• _Problem_
Rewrite the lines of each item below as a numbered list, omitting any blank lines.

• _Records shown_
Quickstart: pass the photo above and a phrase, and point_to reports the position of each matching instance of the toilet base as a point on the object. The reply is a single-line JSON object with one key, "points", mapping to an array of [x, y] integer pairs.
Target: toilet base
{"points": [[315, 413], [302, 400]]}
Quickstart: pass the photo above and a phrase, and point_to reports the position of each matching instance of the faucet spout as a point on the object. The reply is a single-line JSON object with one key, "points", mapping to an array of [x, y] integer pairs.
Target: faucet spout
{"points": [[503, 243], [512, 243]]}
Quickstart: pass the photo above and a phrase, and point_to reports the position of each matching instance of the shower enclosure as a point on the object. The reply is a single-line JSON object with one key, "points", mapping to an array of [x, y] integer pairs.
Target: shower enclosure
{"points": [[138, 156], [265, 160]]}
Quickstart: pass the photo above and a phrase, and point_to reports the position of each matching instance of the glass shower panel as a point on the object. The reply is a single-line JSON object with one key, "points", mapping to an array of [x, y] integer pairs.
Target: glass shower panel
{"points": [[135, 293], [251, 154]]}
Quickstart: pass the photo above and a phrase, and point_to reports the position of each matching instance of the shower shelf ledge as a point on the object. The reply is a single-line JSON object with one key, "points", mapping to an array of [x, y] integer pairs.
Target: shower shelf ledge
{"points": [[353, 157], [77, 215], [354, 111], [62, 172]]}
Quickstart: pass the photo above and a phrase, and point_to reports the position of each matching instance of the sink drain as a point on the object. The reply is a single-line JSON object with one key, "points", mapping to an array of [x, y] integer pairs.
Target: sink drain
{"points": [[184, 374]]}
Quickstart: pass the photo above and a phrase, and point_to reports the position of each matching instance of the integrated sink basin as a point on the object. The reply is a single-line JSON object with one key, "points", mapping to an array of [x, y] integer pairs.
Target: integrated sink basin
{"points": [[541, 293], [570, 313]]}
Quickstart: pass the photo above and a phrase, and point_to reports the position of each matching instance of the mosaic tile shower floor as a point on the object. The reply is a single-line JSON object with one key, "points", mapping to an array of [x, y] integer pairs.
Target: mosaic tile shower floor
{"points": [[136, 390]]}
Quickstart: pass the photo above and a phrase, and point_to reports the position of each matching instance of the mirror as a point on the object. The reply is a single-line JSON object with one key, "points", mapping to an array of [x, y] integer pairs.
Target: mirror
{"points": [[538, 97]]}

• _Exercise result_
1. Quickstart: pass the photo above and a phrase, and point_to reports the position of each matching instance of the toilet base as a point on the object. The reply is a single-line JSON object with one key, "points", mapping to an array of [x, y] integer pairs.
2. Target: toilet base
3. {"points": [[315, 413], [302, 400]]}
4. Quickstart: pass the photo above and a phrase, and point_to reports the position of each matching instance of the faucet spout as a point on the object. The reply is a single-line JSON object with one key, "points", mapping to an array of [x, y] integer pairs.
5. Target: faucet spout
6. {"points": [[503, 243], [512, 243]]}
7. Quickstart: pass the photo above and a phrase, and point_to reports the position of each matching instance of the shower enclosure as a point on the object. The reply is a single-line JSON object with one key, "points", mapping to an array of [x, y] integer pairs.
8. Target: shower enclosure
9. {"points": [[138, 156], [265, 160]]}
10. Quickstart: pass the photo above and a phrase, and point_to reports the position of each matching instance of the glass shower panel as a point on the object. The reply is a single-line JSON object with one key, "points", mapping to an array of [x, y] integer pairs.
11. Target: glass shower panel
12. {"points": [[135, 293], [251, 154]]}
13. Quickstart: pass the photo above and a phrase, and point_to reports the position of each matching instance of the shower shelf ledge as a point on the object. The reply is a single-line JSON object with one key, "points", mapping to an array of [x, y] integer pairs.
14. Target: shower shelf ledge
15. {"points": [[353, 157], [77, 215], [354, 111], [62, 172]]}
16. Quickstart: pass the photo above and a phrase, and point_to reports the position of each matching instance of the sink drain as a point on the object. The reply is a single-line JSON object with one key, "points", mapping to an array of [x, y] integer pairs.
17. Target: sink drain
18. {"points": [[184, 374]]}
19. Quickstart: pass the photo above and a phrase, and point_to reports the position of each matching instance of the integrated sink basin as a point on the object. The reply is a single-line JSON object with one key, "points", mapping to an array of [x, y] integer pairs.
20. Target: integrated sink basin
21. {"points": [[541, 293], [570, 313]]}
22. Quickstart: pass the photo above and a phrase, and point_to reports the position of each matching instance of the mosaic tile shower floor as a point on the object. The reply is a single-line JSON object with one key, "points", mapping to an array of [x, y] integer pairs.
23. Target: mosaic tile shower floor
24. {"points": [[136, 390]]}
25. Quickstart: pass the photo above and a phrase, and point_to reports the position of each matching instance of the mirror as a point on the object. The reply is a single-line JSON object with one key, "points", mapping to an array of [x, y] integer pairs.
26. Target: mirror
27. {"points": [[538, 97]]}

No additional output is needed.